* **What the task requires**
Reproduce the entries, beginning at the line that contains "indicate: steering wheel" and ending with the last line of the entries. Keep every request line unchanged, and add 83 to each x and y coordinate in the answers only.

--- Begin Data records ---

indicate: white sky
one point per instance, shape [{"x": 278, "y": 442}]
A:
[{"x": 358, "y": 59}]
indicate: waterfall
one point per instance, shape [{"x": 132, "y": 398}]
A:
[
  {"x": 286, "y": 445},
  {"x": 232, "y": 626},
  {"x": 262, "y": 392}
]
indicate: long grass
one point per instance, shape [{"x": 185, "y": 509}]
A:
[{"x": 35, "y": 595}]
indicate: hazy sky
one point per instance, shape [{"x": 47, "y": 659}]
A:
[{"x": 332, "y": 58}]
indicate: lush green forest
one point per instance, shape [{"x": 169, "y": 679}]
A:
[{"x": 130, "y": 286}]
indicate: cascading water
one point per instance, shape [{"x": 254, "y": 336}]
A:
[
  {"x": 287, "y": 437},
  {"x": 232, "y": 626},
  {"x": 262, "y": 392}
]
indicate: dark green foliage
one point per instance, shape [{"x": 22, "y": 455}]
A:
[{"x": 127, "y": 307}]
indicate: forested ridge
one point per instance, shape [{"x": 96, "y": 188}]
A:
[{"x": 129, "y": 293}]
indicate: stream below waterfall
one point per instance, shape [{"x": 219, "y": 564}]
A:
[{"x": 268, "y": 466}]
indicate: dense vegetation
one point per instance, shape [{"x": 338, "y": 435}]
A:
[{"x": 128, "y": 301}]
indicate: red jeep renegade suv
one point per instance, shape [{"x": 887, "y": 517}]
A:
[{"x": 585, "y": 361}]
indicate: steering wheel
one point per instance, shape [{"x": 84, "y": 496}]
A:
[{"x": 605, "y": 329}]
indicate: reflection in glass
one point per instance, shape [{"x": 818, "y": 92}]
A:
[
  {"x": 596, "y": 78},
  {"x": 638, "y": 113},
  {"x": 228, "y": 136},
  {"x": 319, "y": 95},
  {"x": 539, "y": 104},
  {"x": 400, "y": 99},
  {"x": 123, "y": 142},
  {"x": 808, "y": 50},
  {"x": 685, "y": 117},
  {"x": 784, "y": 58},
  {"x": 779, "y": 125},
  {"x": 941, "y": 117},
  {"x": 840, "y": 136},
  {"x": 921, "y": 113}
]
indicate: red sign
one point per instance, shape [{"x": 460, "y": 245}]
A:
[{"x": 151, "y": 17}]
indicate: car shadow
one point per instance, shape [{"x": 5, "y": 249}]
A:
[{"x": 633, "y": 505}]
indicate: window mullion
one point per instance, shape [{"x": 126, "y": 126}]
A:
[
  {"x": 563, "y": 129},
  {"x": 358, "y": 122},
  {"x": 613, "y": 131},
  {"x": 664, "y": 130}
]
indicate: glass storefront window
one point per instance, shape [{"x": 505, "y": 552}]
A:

--- End Data records ---

* **Answer below**
indicate: steering wheel
one point per instance, shape [{"x": 84, "y": 496}]
A:
[{"x": 688, "y": 412}]
indicate: reflection in glass
one point per instance, shape [{"x": 818, "y": 92}]
A:
[
  {"x": 679, "y": 161},
  {"x": 721, "y": 196},
  {"x": 311, "y": 219},
  {"x": 402, "y": 178},
  {"x": 622, "y": 187},
  {"x": 483, "y": 182},
  {"x": 206, "y": 225},
  {"x": 891, "y": 133},
  {"x": 768, "y": 200},
  {"x": 867, "y": 141},
  {"x": 862, "y": 208},
  {"x": 1024, "y": 200},
  {"x": 923, "y": 219},
  {"x": 1004, "y": 196}
]
indicate: red sign
one point per instance, shape [{"x": 460, "y": 245}]
A:
[{"x": 234, "y": 100}]
indicate: car shadow
one point per instance, shape [{"x": 5, "y": 249}]
A:
[{"x": 716, "y": 588}]
indicate: window mullion
one point per instance, shape [{"x": 126, "y": 126}]
A:
[
  {"x": 646, "y": 212},
  {"x": 441, "y": 205},
  {"x": 696, "y": 214},
  {"x": 747, "y": 213}
]
indicate: glass storefront window
one point per instance, shape [{"x": 505, "y": 552}]
A:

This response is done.